* _Written request 1_: From the bridal shop text, list the occasions whose music the store's sound system is said to be stocked with.
* _Written request 2_: Reproduce the part of the bridal shop text starting with "The most common" and going on through "is no dummy!".

* _Page_:
● ● ● ● ●

The most common superstition at my store is the "it's a sign!" superstition. People are always expressing their belief that a higher power, or fate, is telling them which dress to wear. For example, I'll have a bride on a pedestal in a dress she loves. She is gazing adoringly at herself in the mirror when all of a sudden she will realize that our sound system is playing the song she and her fiance are going to use for their first dance. Yes! This is it! It's a sign! This dress is the one! Now I am no expert in the existence of a higher power, or his/her interest in women's fashion, but I will tell you that I will NEVER mention to this bride that our sound system is stocked with music commonly played at ceremonies, first dances, father daughter dances, cake cuttings, etc. My boss is no dummy!
Then there's the name game. If you have been reading my posts, then you already know that many designers are giving their dresses names instead of style numbers. Another smooth marketing trick! How many times have I had a girl named Becky tell me she just had to try on Maggie Sottero's "Rebecca" and then end up buying it, all because they both share the same name? Are these girls under the illusion that the dress was made for them and that's why it has their name on it? And the marketing people at Maggie are no dummies either, because they keep naming dresses after the common names of the day, yet there is a distinct lack of "Mavis", "Bertha" and "Hortense".
Then there was the bride who had been searching forever for the right gown. I can only assume that in her mind she felt like she needed to try something different, because what she was doing was not working. So what did she try? She decided to stop shaving. Okay. A little strange, but certainly doesn't bother me in any way. But I'm not sure of what connection she felt like her grooming had with the lack of ability to find the right dress. She did buy a beautiful gown with me that was "the one", and as she stood in her strapless gown with just a hint of fuzz peeking out from her armpits, she said, "It has to be the one if I can still feel beautiful." So maybe there was some wisdom to her method after all.

● ● ● ● ●

* _Dataset excerpt_:
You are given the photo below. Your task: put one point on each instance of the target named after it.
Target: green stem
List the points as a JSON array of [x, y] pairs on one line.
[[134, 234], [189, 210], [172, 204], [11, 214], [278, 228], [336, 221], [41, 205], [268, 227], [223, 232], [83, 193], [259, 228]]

● ● ● ● ●

* _Exercise answer 1_: ceremonies, first dances, father daughter dances, cake cuttings

* _Exercise answer 2_:
The most common superstition at my store is the "it's a sign!" superstition. People are always expressing their belief that a higher power, or fate, is telling them which dress to wear. For example, I'll have a bride on a pedestal in a dress she loves. She is gazing adoringly at herself in the mirror when all of a sudden she will realize that our sound system is playing the song she and her fiance are going to use for their first dance. Yes! This is it! It's a sign! This dress is the one! Now I am no expert in the existence of a higher power, or his/her interest in women's fashion, but I will tell you that I will NEVER mention to this bride that our sound system is stocked with music commonly played at ceremonies, first dances, father daughter dances, cake cuttings, etc. My boss is no dummy!